Dataset rows showing where objects appear:
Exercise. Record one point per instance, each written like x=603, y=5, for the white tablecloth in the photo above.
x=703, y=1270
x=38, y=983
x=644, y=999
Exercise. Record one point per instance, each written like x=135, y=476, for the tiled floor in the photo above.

What you have to do: Please rewrite every one of the rows above as a numbered list, leaving out any blank lines.

Answer for this exercise:
1. Exercise. Record one point per instance, each written like x=603, y=5, for the white tablecloth in the photo above.
2. x=703, y=1270
3. x=38, y=983
4. x=644, y=999
5. Exercise. Record one point per instance, each written like x=135, y=476, for the tiled floor in the photo above.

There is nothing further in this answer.